- [Arbeitsauftrag]:
Stelle alles von der Zeile mit „target | paved road“ bis hinunter zum Ende der Einträge, beide Grenzen eingeschlossen, als JSON-Liste von Zeichenketten dar, eine Zeichenkette je Zeile und ohne Leerzeilen. Die Bilder gehören nicht in die Antwort.

- [Vorliegende Daten]:
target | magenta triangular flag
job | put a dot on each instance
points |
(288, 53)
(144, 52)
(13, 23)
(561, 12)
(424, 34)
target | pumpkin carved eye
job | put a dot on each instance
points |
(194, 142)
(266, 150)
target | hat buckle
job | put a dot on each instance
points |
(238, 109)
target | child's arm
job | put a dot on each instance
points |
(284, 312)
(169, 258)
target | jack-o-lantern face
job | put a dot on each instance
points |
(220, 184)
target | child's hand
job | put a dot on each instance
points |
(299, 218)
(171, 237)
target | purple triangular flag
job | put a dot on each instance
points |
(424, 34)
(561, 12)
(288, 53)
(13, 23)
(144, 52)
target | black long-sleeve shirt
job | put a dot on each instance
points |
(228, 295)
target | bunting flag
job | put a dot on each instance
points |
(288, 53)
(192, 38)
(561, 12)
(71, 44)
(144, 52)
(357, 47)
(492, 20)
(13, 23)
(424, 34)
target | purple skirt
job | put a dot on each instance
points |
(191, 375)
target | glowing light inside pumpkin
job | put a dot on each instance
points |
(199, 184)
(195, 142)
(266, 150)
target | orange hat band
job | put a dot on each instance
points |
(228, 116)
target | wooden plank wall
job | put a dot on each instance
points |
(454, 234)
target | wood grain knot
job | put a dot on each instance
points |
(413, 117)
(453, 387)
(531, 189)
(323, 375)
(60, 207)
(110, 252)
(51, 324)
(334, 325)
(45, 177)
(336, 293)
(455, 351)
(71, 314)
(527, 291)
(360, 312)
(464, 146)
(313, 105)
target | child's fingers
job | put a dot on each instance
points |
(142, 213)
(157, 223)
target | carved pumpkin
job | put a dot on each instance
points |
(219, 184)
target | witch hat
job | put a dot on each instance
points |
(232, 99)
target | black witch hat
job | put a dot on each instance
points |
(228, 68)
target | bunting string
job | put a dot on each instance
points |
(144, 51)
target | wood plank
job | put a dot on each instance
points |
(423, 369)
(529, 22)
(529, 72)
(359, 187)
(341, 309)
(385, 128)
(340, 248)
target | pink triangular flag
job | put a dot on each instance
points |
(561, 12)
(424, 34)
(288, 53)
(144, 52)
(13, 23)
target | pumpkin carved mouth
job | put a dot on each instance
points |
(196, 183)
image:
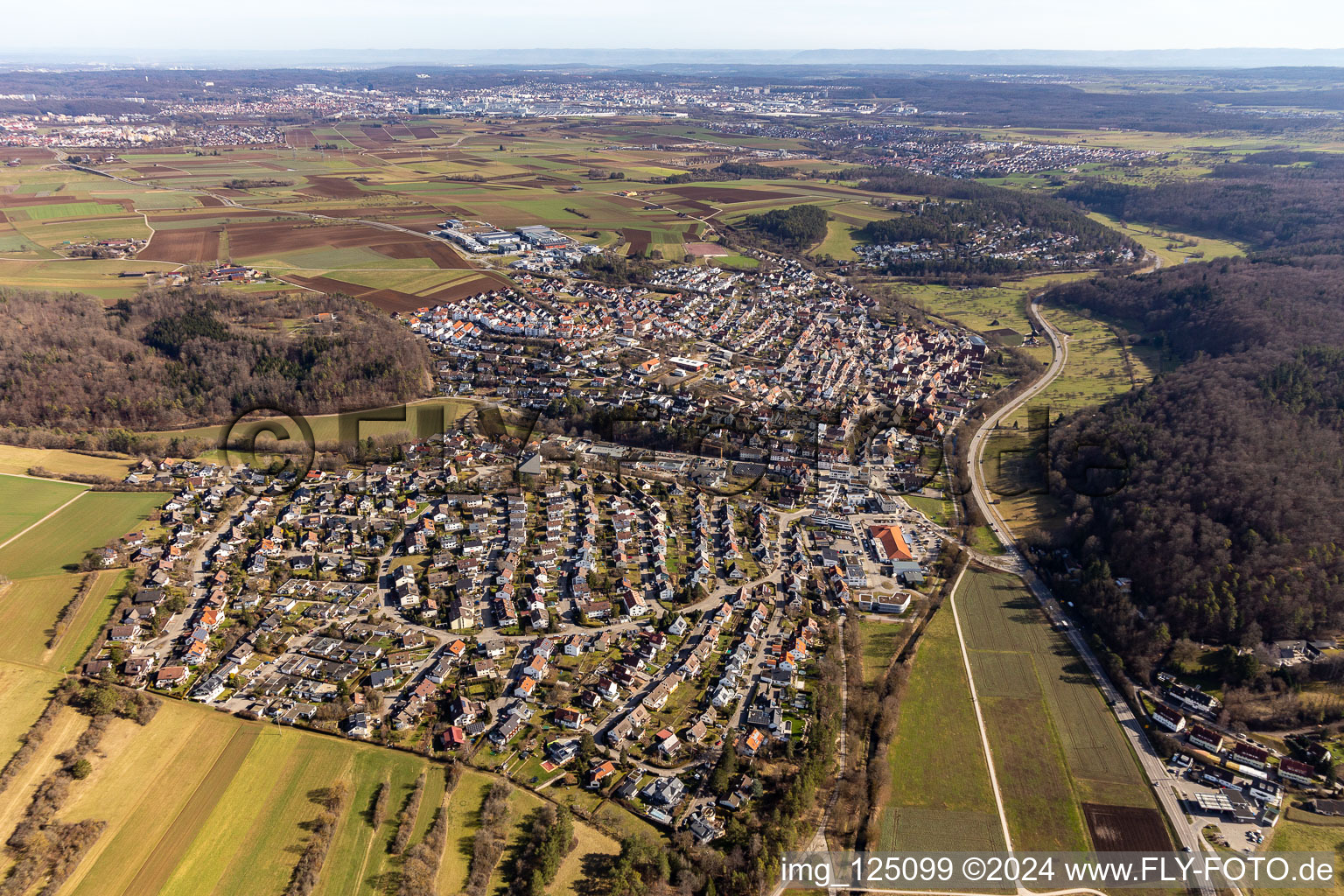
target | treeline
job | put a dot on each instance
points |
(67, 612)
(256, 183)
(420, 871)
(794, 226)
(550, 840)
(1269, 202)
(1214, 486)
(489, 840)
(406, 820)
(732, 171)
(172, 358)
(614, 269)
(950, 210)
(46, 850)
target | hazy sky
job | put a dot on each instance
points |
(940, 24)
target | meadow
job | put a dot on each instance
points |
(1055, 742)
(23, 501)
(941, 798)
(882, 640)
(30, 607)
(90, 522)
(202, 803)
(18, 459)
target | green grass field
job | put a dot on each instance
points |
(24, 501)
(938, 511)
(1055, 742)
(940, 798)
(839, 242)
(62, 542)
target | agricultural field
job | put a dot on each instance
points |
(24, 692)
(102, 278)
(90, 522)
(17, 459)
(327, 426)
(185, 813)
(23, 501)
(941, 798)
(1100, 368)
(1298, 836)
(1170, 246)
(1055, 742)
(30, 607)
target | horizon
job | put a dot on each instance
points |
(290, 25)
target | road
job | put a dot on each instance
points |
(1164, 785)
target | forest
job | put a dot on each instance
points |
(794, 226)
(191, 356)
(1218, 488)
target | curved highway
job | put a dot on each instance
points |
(1163, 782)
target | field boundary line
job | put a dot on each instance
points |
(135, 883)
(975, 704)
(19, 535)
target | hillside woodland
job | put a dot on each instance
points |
(1226, 509)
(190, 356)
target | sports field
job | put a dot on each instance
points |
(1055, 742)
(60, 542)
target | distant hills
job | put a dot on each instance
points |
(676, 60)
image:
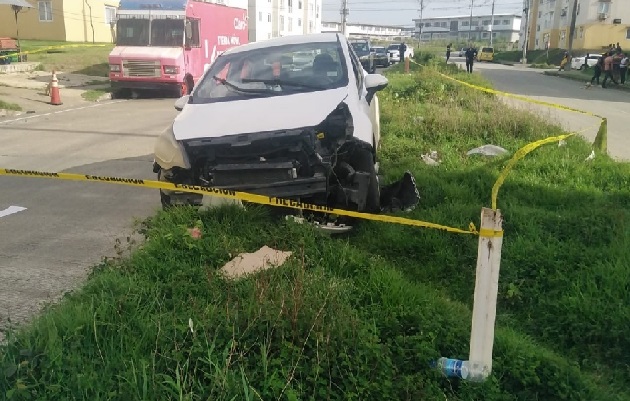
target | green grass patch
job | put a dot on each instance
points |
(10, 106)
(80, 60)
(361, 317)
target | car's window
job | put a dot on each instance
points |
(274, 71)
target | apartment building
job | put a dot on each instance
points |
(66, 20)
(364, 30)
(274, 18)
(502, 27)
(598, 23)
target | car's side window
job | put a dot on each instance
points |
(358, 70)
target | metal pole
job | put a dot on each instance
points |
(572, 32)
(344, 18)
(470, 23)
(492, 24)
(526, 32)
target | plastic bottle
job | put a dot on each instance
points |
(465, 370)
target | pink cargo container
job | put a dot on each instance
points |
(168, 44)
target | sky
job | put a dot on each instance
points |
(401, 12)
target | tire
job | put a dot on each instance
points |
(362, 160)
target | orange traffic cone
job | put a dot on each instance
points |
(55, 98)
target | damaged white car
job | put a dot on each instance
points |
(294, 117)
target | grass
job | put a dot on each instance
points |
(94, 94)
(79, 60)
(10, 106)
(360, 317)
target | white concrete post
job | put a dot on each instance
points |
(486, 289)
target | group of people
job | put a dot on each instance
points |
(614, 64)
(470, 54)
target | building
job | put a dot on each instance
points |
(274, 18)
(64, 20)
(364, 30)
(506, 28)
(598, 23)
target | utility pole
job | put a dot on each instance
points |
(492, 24)
(344, 18)
(421, 20)
(472, 2)
(526, 32)
(572, 31)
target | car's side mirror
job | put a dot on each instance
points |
(373, 84)
(181, 102)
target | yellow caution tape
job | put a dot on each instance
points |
(50, 48)
(230, 194)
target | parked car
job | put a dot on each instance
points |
(381, 57)
(362, 47)
(577, 63)
(257, 125)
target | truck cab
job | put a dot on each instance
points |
(168, 44)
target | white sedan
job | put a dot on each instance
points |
(258, 123)
(577, 63)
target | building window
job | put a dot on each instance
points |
(45, 10)
(110, 15)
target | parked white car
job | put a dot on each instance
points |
(577, 63)
(257, 122)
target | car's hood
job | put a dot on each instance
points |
(218, 119)
(148, 52)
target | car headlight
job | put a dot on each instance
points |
(171, 69)
(169, 153)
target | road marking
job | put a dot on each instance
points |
(61, 111)
(11, 210)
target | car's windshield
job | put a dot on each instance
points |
(132, 32)
(273, 71)
(361, 47)
(143, 32)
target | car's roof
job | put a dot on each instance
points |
(287, 40)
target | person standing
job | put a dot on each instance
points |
(597, 70)
(623, 68)
(471, 53)
(608, 70)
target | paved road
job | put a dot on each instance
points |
(610, 103)
(68, 227)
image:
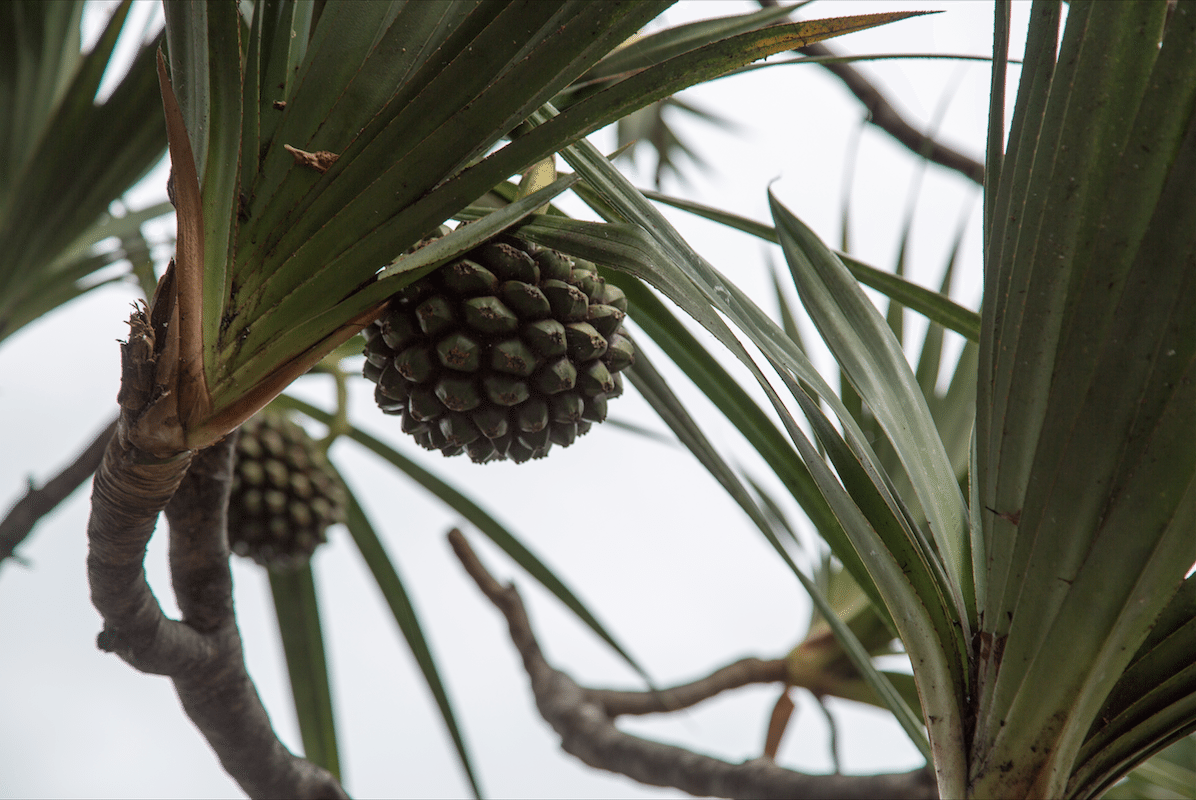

- [Antwort]:
[
  "target | paved road",
  "job | put a dot on each instance",
  "points |",
  "(610, 103)",
  "(68, 227)",
  "image:"
]